▶ _WHAT THE TASK REQUIRES_
Write out, word for word, every line in the data below from the one containing "Point to the dark" to the one containing "Point to the ruler", both of them included.
** TASK INPUTS follows **
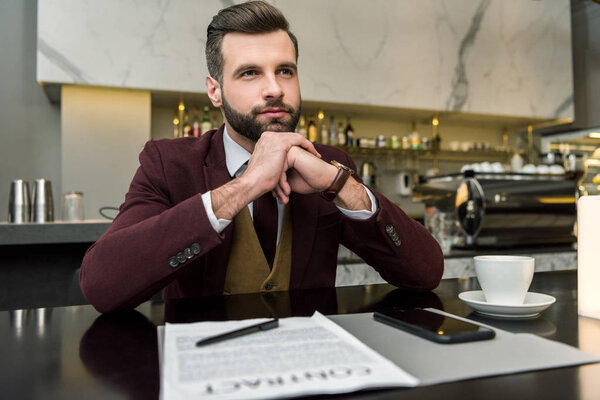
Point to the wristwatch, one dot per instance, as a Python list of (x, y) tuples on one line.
** End of TASK INPUTS **
** TASK INPUTS follows **
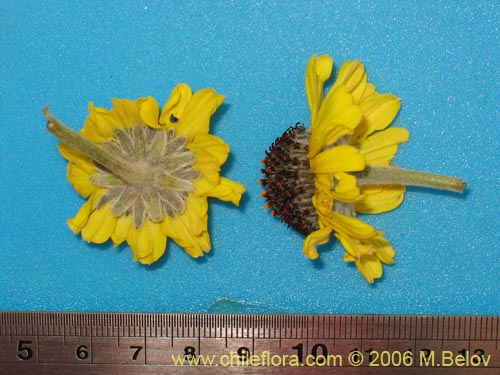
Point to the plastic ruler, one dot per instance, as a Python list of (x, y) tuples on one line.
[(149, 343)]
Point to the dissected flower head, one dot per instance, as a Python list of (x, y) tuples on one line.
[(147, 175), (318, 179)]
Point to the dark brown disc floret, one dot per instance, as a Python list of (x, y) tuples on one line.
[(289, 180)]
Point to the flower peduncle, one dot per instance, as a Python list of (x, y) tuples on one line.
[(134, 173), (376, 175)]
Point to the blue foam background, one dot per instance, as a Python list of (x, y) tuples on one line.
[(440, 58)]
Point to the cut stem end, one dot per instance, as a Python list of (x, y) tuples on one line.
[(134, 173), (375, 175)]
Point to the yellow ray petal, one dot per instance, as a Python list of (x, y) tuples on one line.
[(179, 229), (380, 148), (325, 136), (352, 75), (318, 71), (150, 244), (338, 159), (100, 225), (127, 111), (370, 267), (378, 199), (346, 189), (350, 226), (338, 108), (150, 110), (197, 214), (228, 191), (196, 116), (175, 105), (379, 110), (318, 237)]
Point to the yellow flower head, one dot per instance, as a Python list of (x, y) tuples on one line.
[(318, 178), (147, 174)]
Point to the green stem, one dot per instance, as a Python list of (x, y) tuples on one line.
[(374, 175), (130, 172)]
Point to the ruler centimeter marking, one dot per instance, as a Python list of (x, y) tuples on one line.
** End of TASK INPUTS **
** TASK INPUTS follows **
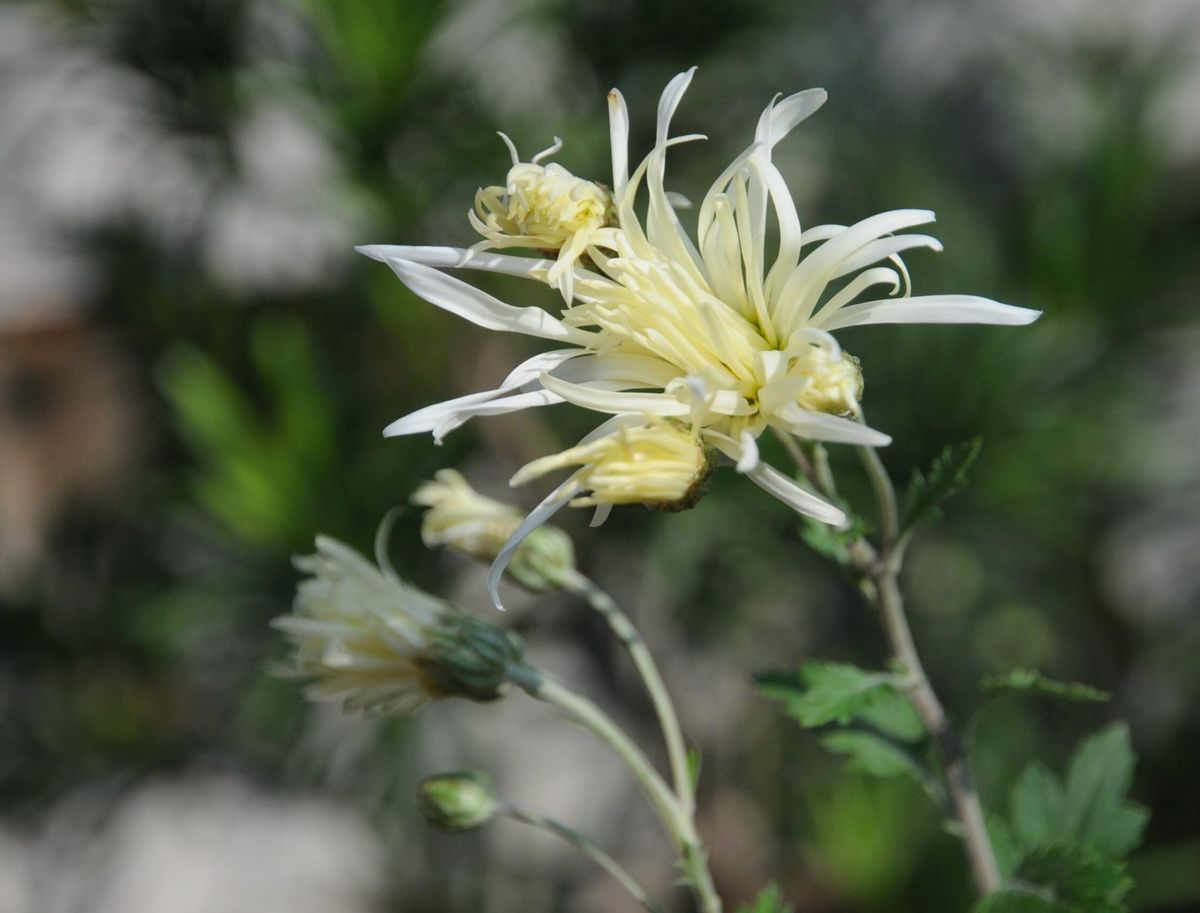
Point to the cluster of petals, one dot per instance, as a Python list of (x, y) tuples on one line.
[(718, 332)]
** End of TASK INPUTS **
▶ _YOUR SOLUTION_
Point to the dark brown disc floret, one dot per instance, as a Python list of (x, y) tuples on one line.
[(289, 180)]
Point to the flower peduncle, one dot per instance, as a Python list of (x, y) tuples on one line.
[(134, 173), (376, 175)]
Point to the blue foam background, one dot per instance, as a Python list of (x, y) tuples on one line.
[(440, 58)]
Point to the cut stem end, one dot per instance, as a Python list of (x, y) tuples on one line.
[(134, 173), (375, 175)]
Point to the yellow ray petal, one dot per instance, as a Python list of (x, y) tuples on one line.
[(179, 229), (380, 148), (325, 136), (352, 75), (318, 71), (150, 244), (338, 159), (100, 225), (127, 111), (370, 267), (378, 199), (346, 189), (350, 226), (338, 108), (150, 110), (197, 214), (228, 191), (196, 116), (175, 105), (379, 110), (318, 237)]
Point to the yellow flower head, one dot per instance, as a Python list of (x, y) tuples on one line.
[(318, 178), (147, 174)]
Point to the green stem, one dot per instance, as a Python list of (x, y) tuples on one line.
[(374, 175), (130, 172)]
Point to the ruler centimeter marking, one dot per instance, as a Python list of (x, y) tuples on one line.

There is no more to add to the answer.